Kazachstania pintolopesii is an ascomycetous yeast and relative of K. bovina, K. heterogenica, K. slooffiae and K. telluris [1]. Collectively, these species constitute the K. telluris complex, a phylogenetically distinct group of thermotolerant yeasts able to grow at 37 °C and above [1, 2]. They are widely distributed [1], but are found predominantly in the gastrointestinal (GI) tracts and nasal passages of birds and mammals [1,2,3]. Rodents are the principal hosts for K. pintolopesii [1, 2, 4] with a recent study extending its host range to include cynomolgus macaques [5]. These fungi are also considered pathobionts causing infections in rodents, primates, and less frequently in humans [2, 6, 7]. K. pintolopesii is in addition to being a gut commensal also associated with fatal infections in laboratory mice [2], and with ankylosing spondylitis in cynomolgus macaques [8]. Draft genomes for three members of the complex have been published [9,10,11], but despite its potential significance as a pathobiont no K. pintolopesii genomes have been published to date.

———

- WORK TO BE COMPLETED
Continue the passage on the yeast Kazachstania pintolopesii from the point where it stops.

———

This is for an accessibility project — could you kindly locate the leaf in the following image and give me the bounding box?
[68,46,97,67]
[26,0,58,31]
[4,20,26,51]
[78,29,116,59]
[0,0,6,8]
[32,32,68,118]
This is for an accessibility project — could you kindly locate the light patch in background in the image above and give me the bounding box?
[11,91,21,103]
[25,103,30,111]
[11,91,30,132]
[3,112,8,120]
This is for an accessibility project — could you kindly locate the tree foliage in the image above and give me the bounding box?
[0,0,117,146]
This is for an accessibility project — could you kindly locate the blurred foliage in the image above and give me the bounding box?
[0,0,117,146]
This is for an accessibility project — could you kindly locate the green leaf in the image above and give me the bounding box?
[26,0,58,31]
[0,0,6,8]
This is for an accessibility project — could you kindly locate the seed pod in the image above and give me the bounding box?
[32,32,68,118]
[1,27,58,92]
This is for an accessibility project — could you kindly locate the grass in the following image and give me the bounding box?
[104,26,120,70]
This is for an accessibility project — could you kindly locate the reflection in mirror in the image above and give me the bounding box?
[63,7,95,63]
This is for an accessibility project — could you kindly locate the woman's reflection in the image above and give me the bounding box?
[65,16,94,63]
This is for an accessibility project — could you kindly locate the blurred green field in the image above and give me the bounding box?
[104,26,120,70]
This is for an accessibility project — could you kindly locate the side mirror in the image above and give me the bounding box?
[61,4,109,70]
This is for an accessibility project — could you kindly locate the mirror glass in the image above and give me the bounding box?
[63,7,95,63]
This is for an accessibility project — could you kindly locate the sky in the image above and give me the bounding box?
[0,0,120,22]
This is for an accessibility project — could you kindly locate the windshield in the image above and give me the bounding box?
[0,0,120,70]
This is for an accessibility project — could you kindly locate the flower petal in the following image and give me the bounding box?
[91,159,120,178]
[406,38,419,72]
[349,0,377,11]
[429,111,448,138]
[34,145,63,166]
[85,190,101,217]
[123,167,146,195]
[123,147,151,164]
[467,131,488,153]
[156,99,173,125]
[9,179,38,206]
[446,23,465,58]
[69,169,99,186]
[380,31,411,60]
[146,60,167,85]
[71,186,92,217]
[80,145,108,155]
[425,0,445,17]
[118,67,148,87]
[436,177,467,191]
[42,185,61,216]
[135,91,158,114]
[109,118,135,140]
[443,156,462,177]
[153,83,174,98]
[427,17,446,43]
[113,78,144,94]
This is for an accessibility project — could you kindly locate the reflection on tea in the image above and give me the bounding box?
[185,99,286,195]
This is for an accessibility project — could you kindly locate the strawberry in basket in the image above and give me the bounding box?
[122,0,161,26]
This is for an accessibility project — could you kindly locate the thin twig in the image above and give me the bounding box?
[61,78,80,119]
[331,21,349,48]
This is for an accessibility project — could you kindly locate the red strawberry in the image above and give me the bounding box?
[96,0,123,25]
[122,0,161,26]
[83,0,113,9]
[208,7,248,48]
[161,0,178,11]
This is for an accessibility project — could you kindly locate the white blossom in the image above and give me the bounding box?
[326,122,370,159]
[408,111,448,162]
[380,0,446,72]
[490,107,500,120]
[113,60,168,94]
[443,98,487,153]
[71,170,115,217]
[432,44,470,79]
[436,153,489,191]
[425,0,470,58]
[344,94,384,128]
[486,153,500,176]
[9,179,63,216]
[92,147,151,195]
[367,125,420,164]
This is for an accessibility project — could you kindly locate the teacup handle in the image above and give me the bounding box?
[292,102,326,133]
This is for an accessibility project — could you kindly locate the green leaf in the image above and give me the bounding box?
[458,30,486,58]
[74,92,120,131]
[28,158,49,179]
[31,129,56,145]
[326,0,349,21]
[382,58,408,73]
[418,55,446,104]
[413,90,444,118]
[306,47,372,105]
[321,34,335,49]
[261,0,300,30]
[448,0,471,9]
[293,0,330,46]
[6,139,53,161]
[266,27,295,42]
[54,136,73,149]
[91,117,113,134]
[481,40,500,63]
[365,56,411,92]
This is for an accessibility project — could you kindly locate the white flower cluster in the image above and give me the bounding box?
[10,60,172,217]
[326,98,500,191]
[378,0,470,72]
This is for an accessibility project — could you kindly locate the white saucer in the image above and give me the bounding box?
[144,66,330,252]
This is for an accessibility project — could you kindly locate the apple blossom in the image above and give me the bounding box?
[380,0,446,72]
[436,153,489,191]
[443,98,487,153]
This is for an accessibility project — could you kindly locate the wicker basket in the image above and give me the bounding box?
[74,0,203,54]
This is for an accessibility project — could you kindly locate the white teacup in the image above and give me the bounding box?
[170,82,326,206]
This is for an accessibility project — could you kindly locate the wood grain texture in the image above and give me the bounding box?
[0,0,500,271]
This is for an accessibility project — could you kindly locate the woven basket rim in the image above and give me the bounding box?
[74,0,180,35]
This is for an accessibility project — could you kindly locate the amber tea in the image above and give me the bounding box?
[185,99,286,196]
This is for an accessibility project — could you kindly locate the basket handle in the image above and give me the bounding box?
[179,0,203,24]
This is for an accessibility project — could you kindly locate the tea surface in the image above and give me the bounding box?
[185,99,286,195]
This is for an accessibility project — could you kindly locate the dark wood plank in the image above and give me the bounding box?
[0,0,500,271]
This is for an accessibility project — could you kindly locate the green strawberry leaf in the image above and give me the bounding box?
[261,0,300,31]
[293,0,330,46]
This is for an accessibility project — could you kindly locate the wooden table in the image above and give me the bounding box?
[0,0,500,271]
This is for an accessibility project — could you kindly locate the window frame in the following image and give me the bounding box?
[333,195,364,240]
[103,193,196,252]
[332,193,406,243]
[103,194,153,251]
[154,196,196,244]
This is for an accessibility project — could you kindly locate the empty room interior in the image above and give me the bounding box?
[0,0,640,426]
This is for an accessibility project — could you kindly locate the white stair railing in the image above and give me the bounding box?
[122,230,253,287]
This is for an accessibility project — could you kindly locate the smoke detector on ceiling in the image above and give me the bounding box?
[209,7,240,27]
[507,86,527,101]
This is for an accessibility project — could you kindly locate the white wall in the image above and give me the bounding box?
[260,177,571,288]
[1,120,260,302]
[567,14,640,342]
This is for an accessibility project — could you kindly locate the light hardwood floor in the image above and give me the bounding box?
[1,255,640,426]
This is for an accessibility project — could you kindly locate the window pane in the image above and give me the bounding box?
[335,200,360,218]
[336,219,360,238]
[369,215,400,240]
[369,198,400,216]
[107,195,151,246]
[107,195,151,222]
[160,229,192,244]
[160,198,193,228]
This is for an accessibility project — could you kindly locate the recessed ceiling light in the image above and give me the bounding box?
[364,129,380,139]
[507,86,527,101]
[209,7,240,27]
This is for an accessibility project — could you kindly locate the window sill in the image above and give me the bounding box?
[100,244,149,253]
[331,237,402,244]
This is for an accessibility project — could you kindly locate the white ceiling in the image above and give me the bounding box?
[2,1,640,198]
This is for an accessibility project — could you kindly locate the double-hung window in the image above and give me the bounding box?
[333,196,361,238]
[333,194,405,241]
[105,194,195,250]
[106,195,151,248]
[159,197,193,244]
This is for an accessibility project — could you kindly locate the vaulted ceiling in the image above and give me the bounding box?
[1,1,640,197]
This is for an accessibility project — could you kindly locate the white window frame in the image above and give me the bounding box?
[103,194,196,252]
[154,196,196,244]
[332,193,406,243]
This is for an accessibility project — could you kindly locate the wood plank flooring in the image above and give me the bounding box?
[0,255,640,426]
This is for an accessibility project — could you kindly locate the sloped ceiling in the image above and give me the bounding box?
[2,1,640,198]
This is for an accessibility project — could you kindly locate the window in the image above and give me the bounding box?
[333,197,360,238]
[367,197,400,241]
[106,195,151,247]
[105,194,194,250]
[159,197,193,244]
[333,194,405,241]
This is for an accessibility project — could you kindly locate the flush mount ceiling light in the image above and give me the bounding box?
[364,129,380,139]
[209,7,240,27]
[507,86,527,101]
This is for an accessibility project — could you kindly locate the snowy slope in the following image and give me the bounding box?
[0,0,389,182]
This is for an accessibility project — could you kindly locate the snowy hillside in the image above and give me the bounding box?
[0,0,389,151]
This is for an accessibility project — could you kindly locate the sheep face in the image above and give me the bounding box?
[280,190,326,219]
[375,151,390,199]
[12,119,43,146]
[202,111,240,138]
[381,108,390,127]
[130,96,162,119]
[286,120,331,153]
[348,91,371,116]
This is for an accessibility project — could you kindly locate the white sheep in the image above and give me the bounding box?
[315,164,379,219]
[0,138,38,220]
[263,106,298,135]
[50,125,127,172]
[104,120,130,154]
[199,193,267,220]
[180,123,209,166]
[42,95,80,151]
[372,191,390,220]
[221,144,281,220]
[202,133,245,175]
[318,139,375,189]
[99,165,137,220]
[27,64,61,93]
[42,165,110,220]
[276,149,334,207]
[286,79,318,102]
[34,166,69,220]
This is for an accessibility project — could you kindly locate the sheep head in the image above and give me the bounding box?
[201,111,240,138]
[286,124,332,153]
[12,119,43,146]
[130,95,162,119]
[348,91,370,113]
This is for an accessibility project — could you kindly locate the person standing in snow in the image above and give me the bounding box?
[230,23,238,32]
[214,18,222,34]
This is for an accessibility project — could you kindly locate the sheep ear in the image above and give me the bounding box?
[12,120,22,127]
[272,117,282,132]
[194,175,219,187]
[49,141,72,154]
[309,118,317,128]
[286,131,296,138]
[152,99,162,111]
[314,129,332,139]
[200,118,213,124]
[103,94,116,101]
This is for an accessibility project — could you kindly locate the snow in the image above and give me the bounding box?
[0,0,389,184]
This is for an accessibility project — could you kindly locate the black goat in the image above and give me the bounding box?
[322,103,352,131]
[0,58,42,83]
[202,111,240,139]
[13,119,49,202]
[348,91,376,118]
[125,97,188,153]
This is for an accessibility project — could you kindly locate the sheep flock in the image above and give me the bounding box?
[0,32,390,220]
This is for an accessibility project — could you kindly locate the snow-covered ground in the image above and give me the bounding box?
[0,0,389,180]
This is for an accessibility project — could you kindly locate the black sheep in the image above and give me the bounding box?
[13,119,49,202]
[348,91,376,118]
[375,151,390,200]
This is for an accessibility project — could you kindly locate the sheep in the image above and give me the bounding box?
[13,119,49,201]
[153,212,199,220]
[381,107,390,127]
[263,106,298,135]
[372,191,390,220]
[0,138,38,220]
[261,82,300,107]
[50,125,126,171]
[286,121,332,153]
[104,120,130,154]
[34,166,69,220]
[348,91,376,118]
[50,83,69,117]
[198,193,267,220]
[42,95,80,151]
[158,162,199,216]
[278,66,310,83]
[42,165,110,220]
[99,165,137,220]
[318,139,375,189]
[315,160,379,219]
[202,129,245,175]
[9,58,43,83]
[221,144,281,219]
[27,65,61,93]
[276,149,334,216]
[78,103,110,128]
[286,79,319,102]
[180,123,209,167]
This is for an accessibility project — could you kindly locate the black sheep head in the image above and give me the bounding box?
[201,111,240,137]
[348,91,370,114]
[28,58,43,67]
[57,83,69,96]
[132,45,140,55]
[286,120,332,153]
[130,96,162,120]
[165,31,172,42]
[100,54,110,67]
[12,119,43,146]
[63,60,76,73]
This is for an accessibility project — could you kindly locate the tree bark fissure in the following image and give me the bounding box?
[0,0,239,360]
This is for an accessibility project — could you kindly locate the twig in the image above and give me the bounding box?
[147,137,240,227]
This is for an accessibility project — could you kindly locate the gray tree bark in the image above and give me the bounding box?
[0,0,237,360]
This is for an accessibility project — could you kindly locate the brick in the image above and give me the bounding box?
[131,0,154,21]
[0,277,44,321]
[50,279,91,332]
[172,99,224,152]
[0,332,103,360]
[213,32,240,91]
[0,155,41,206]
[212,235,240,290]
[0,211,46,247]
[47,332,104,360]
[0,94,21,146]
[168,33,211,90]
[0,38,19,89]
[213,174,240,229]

———

- OUTPUT FOR THIS TASK
Here, we have combined short- and long-read sequencing to obtain the genome sequence of K. pintolopesii NCYC 4417, a faeces-derived isolate from a captive adult macaque. A faecal homogenate was prepared in sterile phosphate-buffered saline (PBS) and cultured onto Sabouraud dextrose (SD) agar plates containing penicillin (25 U/mL) and streptomycin (25 U/mL) at 37 °C. Species identity, from single colonies, was determined by PCR amplification and Sanger sequencing of the ribosomal DNA internal transcribed spacer 1 (ITS1) region of the ribosomal DNA locus using primers ITS1F [12] and ITS2 [13]. The ITS1 sequence of strain NCYC 4417 (GenBank accession number PRJEB63679) is 99.7% identical to that of the K. pintolopesii type strain CBS 2985 (GenBank accession number NR_155233).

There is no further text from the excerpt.